◆ **The problem**:
Nothing beyond the line containing "Target: blue hose" is to be printed; print exactly each line from the start of the records below through that line, leaving out pictures.

Referring expression data
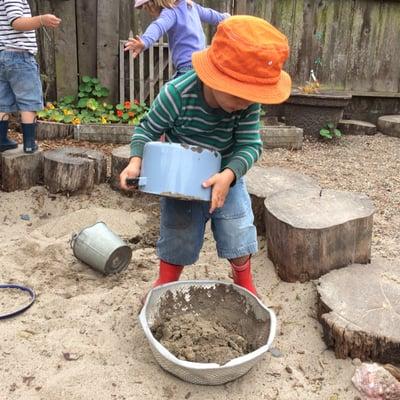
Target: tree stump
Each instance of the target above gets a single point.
(46, 130)
(119, 160)
(73, 170)
(19, 170)
(389, 125)
(105, 133)
(309, 232)
(263, 182)
(360, 311)
(282, 136)
(354, 127)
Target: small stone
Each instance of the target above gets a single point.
(356, 362)
(275, 352)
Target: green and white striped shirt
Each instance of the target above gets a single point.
(181, 112)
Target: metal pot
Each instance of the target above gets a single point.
(177, 170)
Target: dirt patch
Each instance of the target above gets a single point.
(208, 325)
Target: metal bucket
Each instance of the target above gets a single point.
(177, 170)
(101, 248)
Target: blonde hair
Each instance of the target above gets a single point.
(163, 3)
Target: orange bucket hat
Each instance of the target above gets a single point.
(245, 59)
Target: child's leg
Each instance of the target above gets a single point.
(5, 142)
(241, 271)
(28, 126)
(236, 235)
(7, 102)
(182, 226)
(25, 83)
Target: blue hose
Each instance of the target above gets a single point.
(25, 306)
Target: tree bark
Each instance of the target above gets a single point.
(73, 170)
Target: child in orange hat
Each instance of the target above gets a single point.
(216, 106)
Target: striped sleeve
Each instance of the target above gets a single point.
(14, 9)
(248, 145)
(161, 116)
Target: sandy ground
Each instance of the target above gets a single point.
(81, 339)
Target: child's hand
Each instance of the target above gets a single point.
(135, 45)
(131, 171)
(220, 183)
(50, 20)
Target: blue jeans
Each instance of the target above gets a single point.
(20, 86)
(183, 224)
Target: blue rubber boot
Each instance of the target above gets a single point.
(5, 142)
(29, 134)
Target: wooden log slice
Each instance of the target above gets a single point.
(104, 133)
(309, 232)
(46, 130)
(359, 309)
(119, 160)
(19, 170)
(389, 125)
(73, 169)
(282, 136)
(263, 182)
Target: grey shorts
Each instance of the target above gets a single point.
(20, 85)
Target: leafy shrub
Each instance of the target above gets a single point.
(88, 107)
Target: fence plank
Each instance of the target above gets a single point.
(108, 45)
(151, 74)
(131, 78)
(86, 26)
(141, 77)
(385, 70)
(66, 57)
(121, 72)
(160, 64)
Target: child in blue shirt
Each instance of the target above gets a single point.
(20, 85)
(181, 21)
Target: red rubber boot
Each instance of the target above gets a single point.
(242, 276)
(168, 273)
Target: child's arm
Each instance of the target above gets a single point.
(161, 116)
(31, 23)
(154, 31)
(246, 151)
(248, 145)
(210, 16)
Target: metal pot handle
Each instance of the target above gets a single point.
(135, 183)
(72, 240)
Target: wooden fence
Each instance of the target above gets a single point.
(352, 45)
(145, 74)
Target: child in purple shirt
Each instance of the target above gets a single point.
(181, 21)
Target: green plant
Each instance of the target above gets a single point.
(329, 131)
(131, 112)
(89, 107)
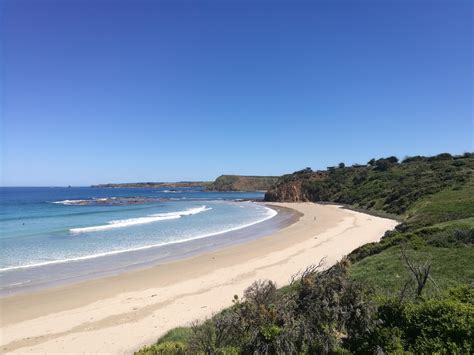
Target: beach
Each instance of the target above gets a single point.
(121, 313)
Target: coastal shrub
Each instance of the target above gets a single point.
(164, 348)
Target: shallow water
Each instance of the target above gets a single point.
(53, 234)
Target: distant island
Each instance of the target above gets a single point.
(222, 183)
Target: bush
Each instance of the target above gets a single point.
(165, 348)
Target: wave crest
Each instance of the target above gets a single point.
(141, 220)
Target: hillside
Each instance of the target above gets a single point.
(411, 293)
(155, 185)
(381, 185)
(242, 183)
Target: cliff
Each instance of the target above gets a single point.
(156, 185)
(383, 185)
(242, 183)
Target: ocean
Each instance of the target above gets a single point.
(51, 235)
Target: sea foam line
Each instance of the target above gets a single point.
(141, 220)
(270, 214)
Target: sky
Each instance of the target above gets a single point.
(123, 91)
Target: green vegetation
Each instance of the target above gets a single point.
(411, 293)
(242, 183)
(222, 183)
(383, 184)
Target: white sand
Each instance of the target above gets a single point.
(122, 313)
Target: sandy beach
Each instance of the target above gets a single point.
(119, 314)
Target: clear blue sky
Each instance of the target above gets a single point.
(114, 91)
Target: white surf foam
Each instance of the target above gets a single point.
(141, 220)
(270, 213)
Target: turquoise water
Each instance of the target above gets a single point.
(68, 227)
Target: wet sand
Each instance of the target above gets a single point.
(121, 313)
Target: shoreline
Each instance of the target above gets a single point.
(121, 313)
(53, 274)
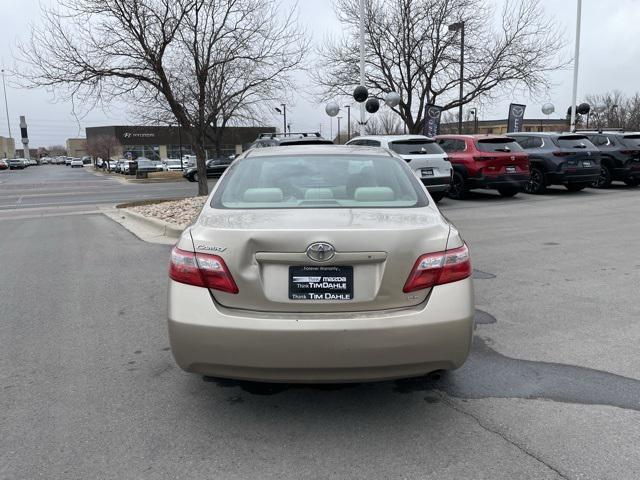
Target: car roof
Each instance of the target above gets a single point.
(473, 137)
(320, 149)
(392, 138)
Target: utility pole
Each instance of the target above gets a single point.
(576, 64)
(362, 108)
(6, 105)
(459, 26)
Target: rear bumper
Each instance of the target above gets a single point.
(585, 175)
(517, 181)
(627, 173)
(209, 339)
(437, 184)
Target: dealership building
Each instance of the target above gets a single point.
(166, 142)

◆ **Your response**:
Target: tree stump
Each instance of the target above gets a single point.
(46, 130)
(119, 160)
(73, 170)
(19, 170)
(389, 125)
(105, 133)
(309, 232)
(263, 182)
(360, 311)
(282, 136)
(354, 127)
Target: small stone
Each instance of the target above gets a single point.
(356, 362)
(275, 352)
Target: green and white striped shirt
Each instance of the target above gets a single point.
(181, 112)
Target: metal pot
Each instance of the target above gets a single point.
(177, 170)
Target: dirt patch
Each instance of the target above gets a single point.
(208, 325)
Target: metal bucket
Each instance of the target above gets a single point.
(177, 170)
(101, 248)
Target: blonde hair
Each instance of the target above gets a single point.
(163, 3)
Target: orange bucket hat
Each instance of the target above gets a single point.
(245, 59)
Target: child's leg
Each instance of the target above gets a single point.
(5, 142)
(241, 271)
(28, 126)
(236, 235)
(7, 102)
(182, 226)
(25, 83)
Target: blue hose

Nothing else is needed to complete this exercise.